══ Excerpted text
I'm not the owner. I don't decide what the goals of this team are. The owner decided that the Knicks are trying to win. If the Knicks can make the playoffs, there is a chance they can even advance. Playoffs equals money, and mediocrity equals money. Knick fans adored Jeff Van Gundy's teams, even though they were only the 8th or 7th seed. Give NY fans a .500 record and they go ballistic. Lampe did not fit in with the goals of this team. Plain and simple.

I'm not talking 5 years either. Try 2 years.

You know what the difference between Layden and Zeke is?

Layden was under orders to make the team competitive, but he didn't want to give up the future. He was willing to do the smart thing, and wait. He was villified for it.

Zeke walks in and immediately carries out Dolan's plan, which is "Screw the future! We shall return to mediocrityyyyyyyy!" and suddenly, he's a hero.

Rather hypocritical if you ask me.

Well, when the Knicks are finally sapped of their tradable resources, Thomas won't have anything to do as GM. In that time, you better hope he reads a coaching manual, and hope he learns how, cause once the wheels fall of this team you know Lenny is gone and Isiah is in.


----------



## truth (Jul 16, 2002)

This is true for many of us,But how in the world do we know what Dolan instructed Layden to do????Are you friends with Dolan????

I am guessing that when the Knicks started playing .300 ball,layden,as a business owner,Dolan looked at his investments and started getting sick to his stomach.....As we all know shiit flowe downhill and Layden was next in line....Would you let Layden have the flexibilty to make changes after his track record???
════
══ Supplied entries
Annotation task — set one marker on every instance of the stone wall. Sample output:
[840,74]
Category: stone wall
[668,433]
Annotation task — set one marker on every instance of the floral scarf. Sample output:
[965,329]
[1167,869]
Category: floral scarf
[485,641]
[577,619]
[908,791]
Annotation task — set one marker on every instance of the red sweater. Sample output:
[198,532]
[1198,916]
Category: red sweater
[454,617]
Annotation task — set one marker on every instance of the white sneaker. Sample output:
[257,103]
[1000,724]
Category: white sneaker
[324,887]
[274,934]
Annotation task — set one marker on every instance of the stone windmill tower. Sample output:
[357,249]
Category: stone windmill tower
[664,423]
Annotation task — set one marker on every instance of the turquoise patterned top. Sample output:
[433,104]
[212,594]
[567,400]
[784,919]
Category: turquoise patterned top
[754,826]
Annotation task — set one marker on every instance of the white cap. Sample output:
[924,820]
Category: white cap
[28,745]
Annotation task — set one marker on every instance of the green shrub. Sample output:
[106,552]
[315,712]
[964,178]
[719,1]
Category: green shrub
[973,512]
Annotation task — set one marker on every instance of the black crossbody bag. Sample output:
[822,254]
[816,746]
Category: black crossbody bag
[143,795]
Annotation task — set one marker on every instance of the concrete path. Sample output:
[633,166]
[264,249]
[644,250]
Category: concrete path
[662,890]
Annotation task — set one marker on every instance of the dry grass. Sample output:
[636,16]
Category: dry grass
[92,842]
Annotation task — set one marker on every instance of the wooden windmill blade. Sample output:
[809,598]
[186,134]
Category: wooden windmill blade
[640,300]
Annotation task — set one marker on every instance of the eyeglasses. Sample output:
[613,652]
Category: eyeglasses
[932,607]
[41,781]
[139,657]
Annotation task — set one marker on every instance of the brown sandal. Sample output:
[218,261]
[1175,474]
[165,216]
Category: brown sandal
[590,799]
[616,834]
════
Task instructions:
**1.** In the Knicks forum thread, answer these:
(a) Which seeds were Jeff Van Gundy's teams, according to the first post?
(b) What was Layden unwilling to give up?
(c) What kind of ball does the Jul 16, 2002 post say the Knicks started playing?
**2.** What comes next in the Knicks forum thread? Write the text that follows its last sentence.

Answers:
**1.**
(a) The 8th or 7th seed.
(b) The future.
(c) .300 ball.

**2.**
For once Rashidi you should look at the other side of the coin...Layden had an opportunity and really screwed it up..Not my opinion,a fact...His team ,with a massive payroll was losing 7 out of 10 games....His highly touted draft picks were on IL and his major piece to the puzzle,a huge medical gamble was a bust.....

And listen to your posts and look at his won lost record...Layden did NOT make this team competitive..Once again,they were playing .300 ball and had a massive payroll...Why cant you look at the won lost record and clearly see that?And who traded for Eisly,Anderson,signed Weatherspoon and overpaid H2O???That person gave up the future...

You refuse to hold Layden accountable in any way shape or form,yet have judgemnt on Isiah in his first 2 weeks of his job!!Layden had years as The Knick GM and destroyed the team..yes DESTROYED....They were playing .300 ball,his coach appeared lost and something had to give...

Layden was given EVERY opportunity to succeede or fail..He was given financial resources,lattitude to bring players and coaches in and bottom line,the Knicks did not Win ...They SUKKED..Look at their record..just once...As a CEO who is responsible to the board and shareholders,this is not acceptable...Dolan had to make changes,and Zeke was brought in to make the team "COMPETITIVE"...And 3 weeks into his tenure he is doing his best with absolutely no leeway due to the mess Layden and company got this franchise into...

You are dreming if you think a CEOs mandate changes from GM to GM...Think about it...Your ex GM is spending 90 million of your corporations money,is losing 70% of its games and you expect Dolan to say have confidence in his decision making ability????CMON,get real and give Isiah the same opportunity that Layden blew...And dont spew that Dolans mandate changed..Unless he told you so to his face,thats just nonsense...


----------



## son of oakley (Dec 24, 2003)

> Imply? Phoenix is rebuilding, we are not, and never will. End of story.


I don't have the time at the moment to reply fully to your post. I'll just say for the moment that you espoused a do-nothing approach, while others espoused change. Yes, if the team were doing well, or in the unrealistic world where you have no time consraints, or fans and shareholders to answer to, you can keep your franchise future youth locked away.

And keep in mind, it appears that you are in argument with two people who supported a rebuild and youth movement will you were the one who wanted to just stay the course, whatever that course was.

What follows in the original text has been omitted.